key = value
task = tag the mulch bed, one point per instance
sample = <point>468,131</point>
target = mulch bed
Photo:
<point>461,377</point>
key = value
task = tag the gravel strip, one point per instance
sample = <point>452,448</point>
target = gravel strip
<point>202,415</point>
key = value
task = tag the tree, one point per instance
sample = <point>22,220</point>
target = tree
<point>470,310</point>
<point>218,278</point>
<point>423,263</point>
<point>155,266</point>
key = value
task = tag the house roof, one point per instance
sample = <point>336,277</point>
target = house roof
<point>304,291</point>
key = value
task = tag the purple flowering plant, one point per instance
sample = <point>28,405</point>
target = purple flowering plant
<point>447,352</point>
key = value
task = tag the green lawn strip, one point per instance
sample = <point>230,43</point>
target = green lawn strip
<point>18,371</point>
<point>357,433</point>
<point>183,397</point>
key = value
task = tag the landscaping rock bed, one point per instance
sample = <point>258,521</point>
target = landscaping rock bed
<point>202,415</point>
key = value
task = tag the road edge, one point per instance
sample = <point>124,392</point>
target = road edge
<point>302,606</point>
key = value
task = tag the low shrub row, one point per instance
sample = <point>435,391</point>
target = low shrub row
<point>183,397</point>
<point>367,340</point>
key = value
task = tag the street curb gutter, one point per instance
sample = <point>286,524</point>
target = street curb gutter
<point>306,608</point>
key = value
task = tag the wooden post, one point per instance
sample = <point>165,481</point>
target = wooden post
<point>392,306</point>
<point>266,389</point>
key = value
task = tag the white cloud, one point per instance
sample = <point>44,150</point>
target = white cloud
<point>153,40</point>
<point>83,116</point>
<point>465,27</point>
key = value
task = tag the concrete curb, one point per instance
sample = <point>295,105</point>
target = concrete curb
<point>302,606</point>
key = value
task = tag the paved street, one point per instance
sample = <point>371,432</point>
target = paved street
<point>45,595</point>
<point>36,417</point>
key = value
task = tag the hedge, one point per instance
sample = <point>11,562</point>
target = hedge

# [YOUR GOAL]
All of the entries above must be quoted exactly.

# [ANSWER IN FULL]
key = value
task = tag the mulch bed, one point per instance
sample = <point>468,131</point>
target = mulch bed
Photo:
<point>461,377</point>
key = value
task = tag the gravel strip, one point per instance
sample = <point>452,448</point>
target = gravel strip
<point>202,415</point>
key = value
task = tag the tree, one point per instance
sample = <point>22,220</point>
target = tree
<point>470,310</point>
<point>218,278</point>
<point>423,263</point>
<point>155,266</point>
key = value
task = tag the house roof, one point per instance
sample = <point>336,277</point>
target = house roof
<point>304,291</point>
key = value
task = tag the purple flowering plant, one point per instance
sample = <point>28,405</point>
target = purple flowering plant
<point>447,352</point>
key = value
task = tag the green lawn strip, one point per instance
sample = <point>230,43</point>
target = green lawn strip
<point>18,371</point>
<point>357,433</point>
<point>183,397</point>
key = value
task = tag the landscaping rock bed, one point per instance
sample = <point>258,521</point>
target = landscaping rock bed
<point>202,415</point>
key = value
task = tag the road edge, one point per instance
sample = <point>124,392</point>
target = road edge
<point>302,606</point>
key = value
task = tag the low shrub row, one point per instance
sample = <point>435,391</point>
target = low shrub row
<point>183,397</point>
<point>367,340</point>
key = value
task = tag the street curb gutter, one point per instance
sample = <point>286,524</point>
target = street curb gutter
<point>306,608</point>
key = value
task = tag the wooden post, one point per instance
sample = <point>165,481</point>
target = wooden post
<point>392,306</point>
<point>266,389</point>
key = value
task = tag the white cloud, one point per instance
sample = <point>44,150</point>
target = white cloud
<point>153,40</point>
<point>83,116</point>
<point>465,27</point>
key = value
task = tag the concrete curb, one point per instance
sample = <point>295,105</point>
target = concrete curb
<point>302,606</point>
key = value
task = tag the paved street, one point per instance
sample = <point>371,432</point>
target = paved street
<point>45,595</point>
<point>36,417</point>
key = value
task = tag the hedge, one point per instance
sample = <point>11,562</point>
target = hedge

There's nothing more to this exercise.